EXCERPT =>
** Begin **
I'm new to ruby, I am solving a problem that involves hashes and key. The problem asks me to Implement a method, #pet_types, that accepts a hash as an argument. The hash uses people's # names as keys, and the values are arrays of pet types that the person owns. My question is about using Hash#each method to iterate through each num inside the array. I was wondering if there's any difference between solving the problem using hash#each or hash.sort.each?
I spent several hours coming up different solution and still to figure out what are the different approaches between the 2 ways of solving the problem below.
** End **
DATASET EXTRACT =>
** Begin **
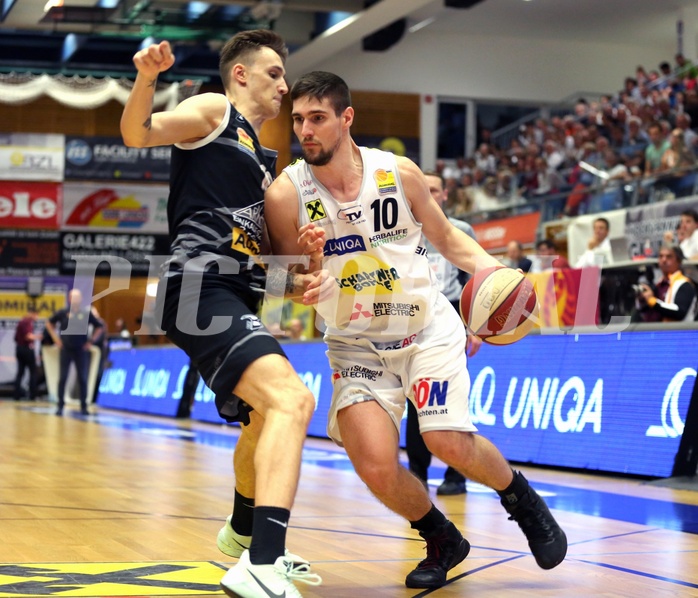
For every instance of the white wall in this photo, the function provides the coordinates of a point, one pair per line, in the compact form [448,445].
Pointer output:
** End **
REQUIRED TASK 1 => In the Ruby question, what does the hash passed to #pet_types use as its keys?
REQUIRED TASK 2 => Rewrite the Ruby question from "I spent several" to "the problem below.", putting "a whole afternoon" in place of "several hours".

COMPLETE ANSWER 1 => People's names.

COMPLETE ANSWER 2 =>
I spent a whole afternoon coming up different solution and still to figure out what are the different approaches between the 2 ways of solving the problem below.